### Required actions
a – In one to three sentences, explain what the NeurIPS 2020 review gives as the reason that errors in deep RL can lead to poor performance.
b – Answer these questions using the NeurIPS 2020 review:
(i) What three benchmark areas are named in the summary of the empirical evaluation?
(ii) Where is the bound for the $w_k$ approximation discussed?
(iii) What does the reviewer say about how thoroughly the proofs were examined?
c – Copy the NeurIPS 2020 review word for word from "Weaknesses: I found" to "the empirical analysis.".
##### Text excerpt
NeurIPS 2020

### Review 1

Summary and Contributions: This paper proposes a modification that can be made to approximate dynamic programming (ADP) algorithms which corrects error in the value function incurred during the learning process. A thorough analysis is conducted that explores when and why these errors arise in deep RL---in short, when the bootstrapping targets in updates used by ADPs are erroneous, then using these as update targets may result in poor performance. Intuition for the proposed method is derived and supported theoretically and supplemented with examples. A strong empirical evaluation is conducted over a range of RL benchmarks, including multi-task RL, robotics, and Atari games. Key takeaways include 1) the guiding principles behind DisCor when applied in approximation (and exactly) improve performance, and 2) DisCor can learn faster on many tasks, especially those not extensively tuned and that have challenging properties (e.g., multi-task learning).

Strengths: The work provides an insightful explanation and analysis of the potential for error in ADP methods that use bootstrapped target values. The analysis provides much better understanding of this issue to the ML community. The algorithm itself is well-explained, i.e., reasoning for the method is thoroughly derived and discussed in the paper. A empirical evaluation shows very promising results over different types of RL domains, including multi-task learning, domains with stochastic discrete-actions and image-states, and continuous control tasks.

Weaknesses: I found few shortcomings in the work. The bound for the $w_k$ approximation discussed in the appendix seems a bit loose (this is already acknowledged by the authors), but this does not seem to take away from the performance in the empirical analysis.

Correctness: The empirical methodology (presented at a high level in the main body and more granularly in the appendix) seem correct. My examination of the proofs was by no means thorough, but I did not find errors following along.
##########
##### Data excerpt
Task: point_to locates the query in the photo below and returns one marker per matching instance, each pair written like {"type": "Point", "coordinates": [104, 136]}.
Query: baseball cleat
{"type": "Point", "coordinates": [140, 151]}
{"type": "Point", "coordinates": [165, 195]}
##########
### Solutions to each task
a – The review says the problem arises when the bootstrapping targets in the updates used by approximate dynamic programming algorithms are erroneous. Using those erroneous values as update targets can then result in poor performance.

b –
(i) Multi-task RL, robotics, and Atari games.
(ii) In the appendix.
(iii) The examination was by no means thorough, but the reviewer found no errors while following along.

c –
Weaknesses: I found few shortcomings in the work. The bound for the $w_k$ approximation discussed in the appendix seems a bit loose (this is already acknowledged by the authors), but this does not seem to take away from the performance in the empirical analysis.